(Te lezen fragment):
ECLI:NL:CRVB:2014:723

Centrale Raad van Beroep

Datum uitspraak
26 februari 2014
Publicatiedatum
4 maart 2014
Zaaknummer
13-3648 WIA
Instantie
Centrale Raad van Beroep
Type
Uitspraak
Procedures
  • Hoger beroep
Rechters
Vindplaatsen
  • Rechtspraak.nl
AI samenvatting door LexboostAutomatisch gegenereerd

Niet-ontvankelijkheid hoger beroep en proceskostenveroordeling in WIA-zaak

In deze zaak heeft de Centrale Raad van Beroep op 26 februari 2014 uitspraak gedaan in het hoger beroep van appellante tegen de uitspraak van de rechtbank Limburg van 3 juni 2013. Appellante, vertegenwoordigd door mr. R. Schoonbrood, heeft hoger beroep ingesteld tegen een beslissing van het Uitvoeringsinstituut werknemersverzekeringen (Uwv) die op 3 september 2013 is genomen. Deze beslissing op bezwaar kwam tegemoet aan de bezwaren van appellante, die enkel nog aanspraak maakte op vergoeding van de proceskosten en het betaalde griffierecht.

(Wat te doen):
Kun je de tekst over de WIA-zaak bij de Centrale Raad van Beroep voortzetten vanaf de laatste zin? De items spelen hierbij geen enkele rol.

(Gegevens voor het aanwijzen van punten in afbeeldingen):
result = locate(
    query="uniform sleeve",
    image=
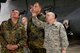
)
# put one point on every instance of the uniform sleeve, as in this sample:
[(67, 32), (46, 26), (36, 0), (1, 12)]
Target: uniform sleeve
[(63, 36), (23, 40), (38, 23), (3, 42)]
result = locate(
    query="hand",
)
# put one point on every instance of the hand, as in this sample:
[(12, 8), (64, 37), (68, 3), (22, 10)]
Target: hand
[(63, 51), (11, 47)]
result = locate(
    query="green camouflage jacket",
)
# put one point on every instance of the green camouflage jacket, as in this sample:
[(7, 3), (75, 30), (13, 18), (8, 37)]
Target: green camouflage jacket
[(35, 34), (12, 34)]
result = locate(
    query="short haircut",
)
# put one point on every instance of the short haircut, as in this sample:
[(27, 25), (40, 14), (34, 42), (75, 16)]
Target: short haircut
[(53, 14)]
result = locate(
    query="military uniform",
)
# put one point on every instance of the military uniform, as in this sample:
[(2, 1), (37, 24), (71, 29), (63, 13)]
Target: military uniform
[(36, 36), (55, 36), (12, 34)]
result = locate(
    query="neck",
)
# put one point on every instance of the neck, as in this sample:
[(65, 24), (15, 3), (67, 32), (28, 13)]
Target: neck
[(14, 20)]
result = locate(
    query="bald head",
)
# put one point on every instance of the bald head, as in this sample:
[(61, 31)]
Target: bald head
[(50, 17)]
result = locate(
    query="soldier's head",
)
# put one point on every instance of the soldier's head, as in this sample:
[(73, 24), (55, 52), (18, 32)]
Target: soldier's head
[(36, 7), (14, 13), (24, 20), (51, 17)]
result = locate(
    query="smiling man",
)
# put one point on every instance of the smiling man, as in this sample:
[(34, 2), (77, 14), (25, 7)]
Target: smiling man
[(13, 34)]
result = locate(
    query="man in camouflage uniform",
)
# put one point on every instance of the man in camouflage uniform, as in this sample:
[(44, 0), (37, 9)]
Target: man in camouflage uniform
[(55, 34), (13, 34), (35, 34)]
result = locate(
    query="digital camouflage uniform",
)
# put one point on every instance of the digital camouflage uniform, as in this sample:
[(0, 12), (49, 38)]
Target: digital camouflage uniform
[(12, 34), (36, 36), (55, 36)]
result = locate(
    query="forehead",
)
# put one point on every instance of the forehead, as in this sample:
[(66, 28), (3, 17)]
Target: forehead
[(36, 4)]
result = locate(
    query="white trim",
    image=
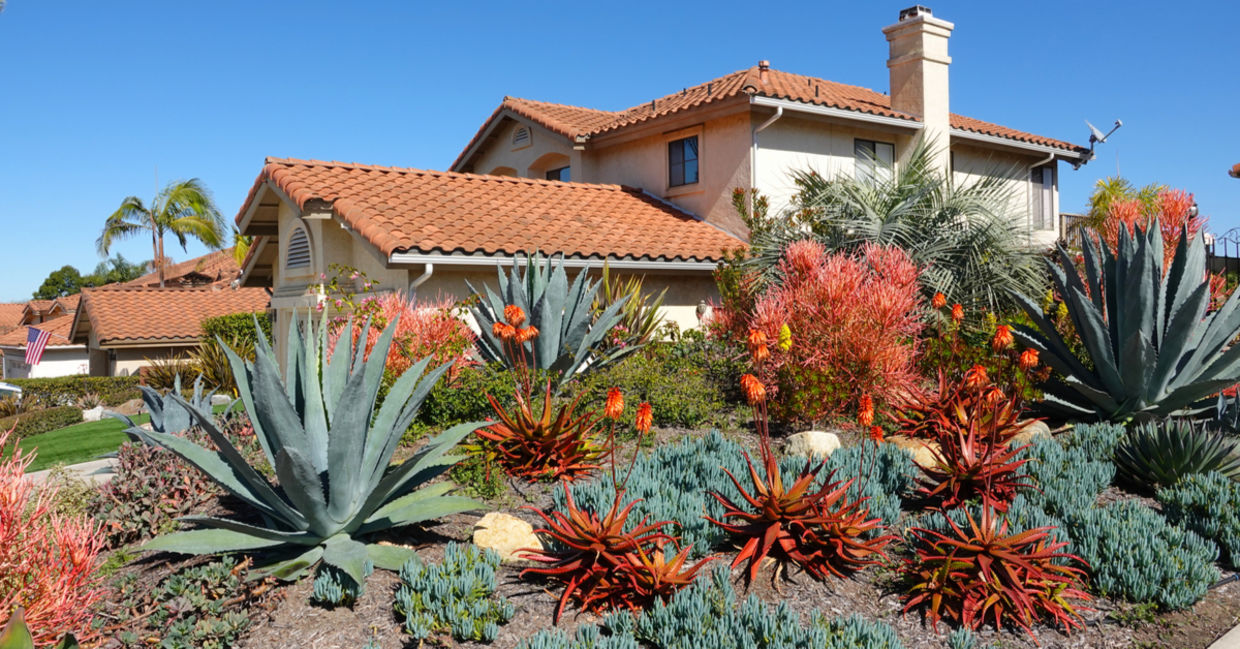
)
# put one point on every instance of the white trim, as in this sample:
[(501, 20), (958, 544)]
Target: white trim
[(489, 259), (856, 116), (1017, 144)]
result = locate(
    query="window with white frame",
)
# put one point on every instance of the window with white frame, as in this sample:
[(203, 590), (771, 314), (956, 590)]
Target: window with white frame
[(874, 160)]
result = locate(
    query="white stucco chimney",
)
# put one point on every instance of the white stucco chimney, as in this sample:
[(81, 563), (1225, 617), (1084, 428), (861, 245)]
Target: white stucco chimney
[(918, 65)]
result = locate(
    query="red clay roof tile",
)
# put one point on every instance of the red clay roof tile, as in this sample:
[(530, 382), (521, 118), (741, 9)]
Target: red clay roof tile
[(411, 210)]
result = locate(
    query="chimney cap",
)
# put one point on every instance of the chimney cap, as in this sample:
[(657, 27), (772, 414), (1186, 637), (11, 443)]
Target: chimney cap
[(914, 11)]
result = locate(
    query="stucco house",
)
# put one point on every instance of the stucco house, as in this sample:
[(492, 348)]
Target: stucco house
[(647, 189)]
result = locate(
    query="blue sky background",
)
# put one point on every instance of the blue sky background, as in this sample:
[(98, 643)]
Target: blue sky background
[(96, 97)]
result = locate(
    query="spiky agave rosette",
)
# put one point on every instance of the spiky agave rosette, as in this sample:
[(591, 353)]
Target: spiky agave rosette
[(330, 449)]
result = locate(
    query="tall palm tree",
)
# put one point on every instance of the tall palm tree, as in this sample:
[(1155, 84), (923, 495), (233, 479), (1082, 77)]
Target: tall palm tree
[(971, 240), (182, 209)]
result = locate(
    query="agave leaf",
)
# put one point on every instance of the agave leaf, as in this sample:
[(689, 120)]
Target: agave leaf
[(211, 541)]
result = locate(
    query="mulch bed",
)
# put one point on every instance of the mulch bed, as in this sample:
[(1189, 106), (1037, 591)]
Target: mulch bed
[(285, 618)]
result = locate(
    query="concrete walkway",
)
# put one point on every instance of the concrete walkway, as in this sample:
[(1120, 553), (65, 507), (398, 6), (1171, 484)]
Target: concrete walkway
[(94, 472)]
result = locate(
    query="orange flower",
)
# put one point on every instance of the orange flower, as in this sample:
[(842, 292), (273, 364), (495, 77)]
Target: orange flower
[(527, 334), (614, 407), (515, 315), (1002, 338), (645, 417), (504, 330), (754, 390), (866, 411), (976, 377)]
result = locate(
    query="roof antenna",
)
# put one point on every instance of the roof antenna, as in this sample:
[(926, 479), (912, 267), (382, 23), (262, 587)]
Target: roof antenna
[(1096, 137)]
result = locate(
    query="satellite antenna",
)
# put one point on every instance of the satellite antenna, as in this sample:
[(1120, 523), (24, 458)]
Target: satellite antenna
[(1098, 137)]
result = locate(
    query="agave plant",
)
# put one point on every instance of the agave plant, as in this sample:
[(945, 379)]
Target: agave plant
[(1153, 349), (569, 333), (330, 449), (1160, 453), (980, 572)]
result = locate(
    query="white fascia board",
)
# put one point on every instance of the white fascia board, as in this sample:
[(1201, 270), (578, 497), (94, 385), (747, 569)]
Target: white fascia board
[(489, 261), (854, 116), (1017, 144)]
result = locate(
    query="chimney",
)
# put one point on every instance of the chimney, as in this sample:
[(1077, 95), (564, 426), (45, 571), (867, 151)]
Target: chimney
[(918, 66)]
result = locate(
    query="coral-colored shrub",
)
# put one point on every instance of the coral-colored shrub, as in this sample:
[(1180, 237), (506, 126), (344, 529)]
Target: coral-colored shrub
[(428, 328), (47, 561), (853, 322)]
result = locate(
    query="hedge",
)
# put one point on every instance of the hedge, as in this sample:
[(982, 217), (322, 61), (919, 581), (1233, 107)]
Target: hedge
[(67, 390), (35, 422)]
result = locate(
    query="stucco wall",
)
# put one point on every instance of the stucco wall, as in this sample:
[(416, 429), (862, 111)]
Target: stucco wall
[(56, 361)]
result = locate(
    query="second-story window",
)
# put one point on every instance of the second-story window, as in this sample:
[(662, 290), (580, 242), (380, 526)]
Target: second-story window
[(874, 160), (682, 161)]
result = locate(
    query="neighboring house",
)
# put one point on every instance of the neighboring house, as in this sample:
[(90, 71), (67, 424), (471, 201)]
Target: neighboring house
[(124, 326), (749, 129), (62, 356), (430, 231)]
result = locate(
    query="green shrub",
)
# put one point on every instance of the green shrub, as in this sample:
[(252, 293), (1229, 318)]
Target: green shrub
[(455, 597), (1135, 554), (35, 422), (1208, 504), (707, 614), (67, 390), (678, 387)]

(Uitwerking):
De Raad heeft vastgesteld dat er tussen partijen geen inhoudelijk geschil meer bestaat, waardoor het hoger beroep niet-ontvankelijk verklaard moest worden wegens het ontbreken van procesbelang. De Raad heeft echter wel aanleiding gezien om het Uwv te veroordelen in de proceskosten die appellante heeft moeten maken in verband met de behandeling van het beroep en het hoger beroep. De kosten zijn begroot op € 974,- voor het beroep en € 487,- voor het hoger beroep, wat resulteert in een totaalbedrag van € 1.461,-.

De uitspraak is gedaan door B.M. van Dun, in tegenwoordigheid van griffier K.R. van Renswoude, en is openbaar uitgesproken. Het Uwv is tevens veroordeeld tot vergoeding van het door appellante betaalde griffierecht van in totaal € 162,-.

Uitspraak

Datum uitspraak: 26 februari 2014
13/3648 WIA
Centrale Raad van Beroep
Enkelvoudige kamer
Uitspraak op het hoger beroep tegen de uitspraak van de rechtbank Limburg van 3 juni 2013, 12/1722 (aangevallen uitspraak)
Partijen:
[appellante] te [woonplaats] (appellante)
de Raad van bestuur van het Uitvoeringsinstituut werknemersverzekeringen (Uwv)

PROCESVERLOOP

Namens appellante heeft mr. R. Schoonbrood, advocaat, hoger beroep ingesteld.
Het Uwv heeft op 3 september 2013 een nieuwe beslissing op bezwaar genomen.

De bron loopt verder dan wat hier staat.